[Begin Source material]
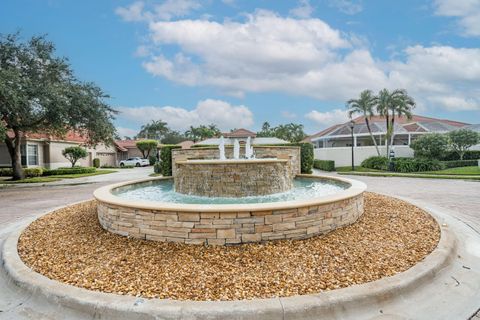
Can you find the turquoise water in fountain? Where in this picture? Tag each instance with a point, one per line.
(163, 191)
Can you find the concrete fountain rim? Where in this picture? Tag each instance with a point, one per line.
(306, 306)
(105, 195)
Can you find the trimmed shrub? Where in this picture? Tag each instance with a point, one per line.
(166, 159)
(6, 172)
(96, 163)
(459, 163)
(325, 165)
(157, 167)
(74, 170)
(306, 157)
(33, 172)
(406, 165)
(375, 162)
(75, 153)
(430, 146)
(469, 155)
(152, 159)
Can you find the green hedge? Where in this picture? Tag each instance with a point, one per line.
(375, 162)
(406, 165)
(306, 157)
(157, 168)
(6, 172)
(325, 165)
(29, 172)
(74, 170)
(469, 155)
(459, 163)
(166, 159)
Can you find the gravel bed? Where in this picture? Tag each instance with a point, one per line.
(70, 246)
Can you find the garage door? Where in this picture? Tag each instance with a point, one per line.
(106, 159)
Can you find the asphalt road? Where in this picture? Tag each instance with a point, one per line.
(460, 198)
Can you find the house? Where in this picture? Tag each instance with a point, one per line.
(42, 150)
(335, 142)
(242, 135)
(127, 149)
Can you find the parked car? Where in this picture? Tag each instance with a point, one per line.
(136, 161)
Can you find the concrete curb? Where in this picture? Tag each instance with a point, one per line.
(327, 304)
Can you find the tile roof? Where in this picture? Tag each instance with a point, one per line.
(402, 125)
(239, 133)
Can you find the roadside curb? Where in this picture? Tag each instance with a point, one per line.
(329, 304)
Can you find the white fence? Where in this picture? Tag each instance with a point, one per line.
(343, 155)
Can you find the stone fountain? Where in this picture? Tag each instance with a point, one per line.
(233, 177)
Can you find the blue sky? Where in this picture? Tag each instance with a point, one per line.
(240, 63)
[End Source material]
Goal:
Reproduce verbatim the lines of the items that open with the line containing "Can you find the blue" and continue through the end of the items.

Expected answer:
Can you find the blue sky? Where in this picture? Tag each instance with a point, one per line.
(240, 63)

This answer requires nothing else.